→ **What the task requires**:
According to the article on tar spot in corn, where on the plant does tar spot from previous years' residue first appear?

→ **Document excerpt**:
┄┄┄┄┄┄┄┄┄┄┄┄┄┄┄┄┄┄┄┄
HEYWORTH, Ill. (WCIA) — Every farmer who grew corn this year was worried about their yield being decimated by the tar spot fungus. This comes after some farmers lost 50% of their crop last year. In response, fungicides were applied on the ground and by crop duster.

So what happened?

Since tar spot needs a lot of moisture, it’s been a no-show this year in much east central Illinois. Ken Ferrie of Crop Tech Consulting at Heyworth, summed it all up this way:

“So last year taught us a lesson quick right here in this area of central Illinois; we kind of call it Tar Spot Alley,” Ferrie said. “It was crushing. We had two 500-year rain events 19 days apart. That set up the environment that brought tars pot in here June 30. We even sprayed and we saw some issues where we got hit 50-bushel and a lot of downed corn with it. It’s a disease that’s got our attention now.

But we have to manage it. How do we do that in the best way we can?

“We teach our customers that we start one leaf below the ear and we go up when we are scouting for disease this time of year and we worry about the top of the plant. That is the most valuable real estate we want to protect,” Ferrie responded. “Tar spot changes that. Tar spot that comes from the residue from previous years will start at the bottom and work its way up, so we’ve got to look down at the bottom. Now all our diseases, for the most part, start at the bottom except for southern rust and things like that. But our other diseases just do some real estate damage to the leaf, the chlorophyll production and stuff.”

“Tar spot has parasitic properties; it actually feeds on the plant. So it takes water and nutrients from the plant, its like having spider mites or aphids down there at the bottom and tar spot at the bottom will bring the plant down,” Ferrie continued. “So when we do see that tar spot, if its homegrown, its at the bottom of the plant. If it blew in from the neighbor, its at the top. And when we see it down in that ear zone, we have to change how we apply our fungicide and we got to drive that fungicide down into that zone to dry to slow it down.

With later corn planting this year, Ferrie suggests fungicide applications may be important later.

“If you didn’t have tar spot at this stage, but you are worried about tar spot, I am probably going to drag my feet another couple of weeks to make that application,” Ferrie said. “Or make two applications. Make an application now and make another at R-3. The back end of the crop is what we have to pay attention to. And unlike other diseases, we found out last year that tar spot can kill it. We had a lot of dead corn here in mid-August last year.”
┄┄┄┄┄┄┄┄┄┄┄┄┄┄┄┄┄┄┄┄
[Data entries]
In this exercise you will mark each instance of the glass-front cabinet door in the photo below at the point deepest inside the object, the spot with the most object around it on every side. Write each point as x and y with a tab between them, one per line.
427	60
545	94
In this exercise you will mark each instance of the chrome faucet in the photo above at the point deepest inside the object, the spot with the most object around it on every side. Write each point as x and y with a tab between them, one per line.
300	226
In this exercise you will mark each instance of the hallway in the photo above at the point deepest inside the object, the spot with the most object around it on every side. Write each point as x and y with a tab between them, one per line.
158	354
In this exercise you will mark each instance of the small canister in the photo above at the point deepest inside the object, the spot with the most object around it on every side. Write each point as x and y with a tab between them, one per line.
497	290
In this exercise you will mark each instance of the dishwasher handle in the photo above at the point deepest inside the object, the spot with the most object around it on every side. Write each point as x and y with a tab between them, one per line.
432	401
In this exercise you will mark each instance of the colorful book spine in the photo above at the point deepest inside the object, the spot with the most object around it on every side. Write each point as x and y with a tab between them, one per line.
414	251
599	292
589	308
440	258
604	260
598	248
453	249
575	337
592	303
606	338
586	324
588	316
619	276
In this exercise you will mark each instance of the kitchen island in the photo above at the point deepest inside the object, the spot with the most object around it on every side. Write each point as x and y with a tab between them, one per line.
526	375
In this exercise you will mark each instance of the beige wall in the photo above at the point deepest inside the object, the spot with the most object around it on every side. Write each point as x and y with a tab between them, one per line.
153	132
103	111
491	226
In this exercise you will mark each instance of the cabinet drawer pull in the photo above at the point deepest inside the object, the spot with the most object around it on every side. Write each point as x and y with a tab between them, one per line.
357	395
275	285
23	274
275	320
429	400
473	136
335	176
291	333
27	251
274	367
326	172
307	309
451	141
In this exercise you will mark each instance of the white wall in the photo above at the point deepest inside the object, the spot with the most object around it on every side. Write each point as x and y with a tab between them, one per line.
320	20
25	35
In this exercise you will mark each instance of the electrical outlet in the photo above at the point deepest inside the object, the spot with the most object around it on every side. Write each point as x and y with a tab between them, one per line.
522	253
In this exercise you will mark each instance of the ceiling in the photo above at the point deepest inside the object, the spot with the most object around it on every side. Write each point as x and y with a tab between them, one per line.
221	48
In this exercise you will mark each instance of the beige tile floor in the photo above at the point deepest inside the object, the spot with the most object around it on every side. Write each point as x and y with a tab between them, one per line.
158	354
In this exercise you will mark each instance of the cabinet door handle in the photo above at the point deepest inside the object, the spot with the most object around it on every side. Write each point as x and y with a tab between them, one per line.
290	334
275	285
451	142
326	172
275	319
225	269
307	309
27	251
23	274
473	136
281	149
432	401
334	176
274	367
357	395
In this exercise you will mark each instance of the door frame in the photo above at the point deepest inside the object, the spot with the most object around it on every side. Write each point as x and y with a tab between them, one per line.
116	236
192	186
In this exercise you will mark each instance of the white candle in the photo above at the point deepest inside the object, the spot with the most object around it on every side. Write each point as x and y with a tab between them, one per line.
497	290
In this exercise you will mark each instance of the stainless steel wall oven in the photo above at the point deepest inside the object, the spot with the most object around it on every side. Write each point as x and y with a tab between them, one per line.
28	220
┄┄┄┄┄┄┄┄┄┄┄┄┄┄┄┄┄┄┄┄
→ **Answer space**:
It starts at the bottom of the plant and works its way up.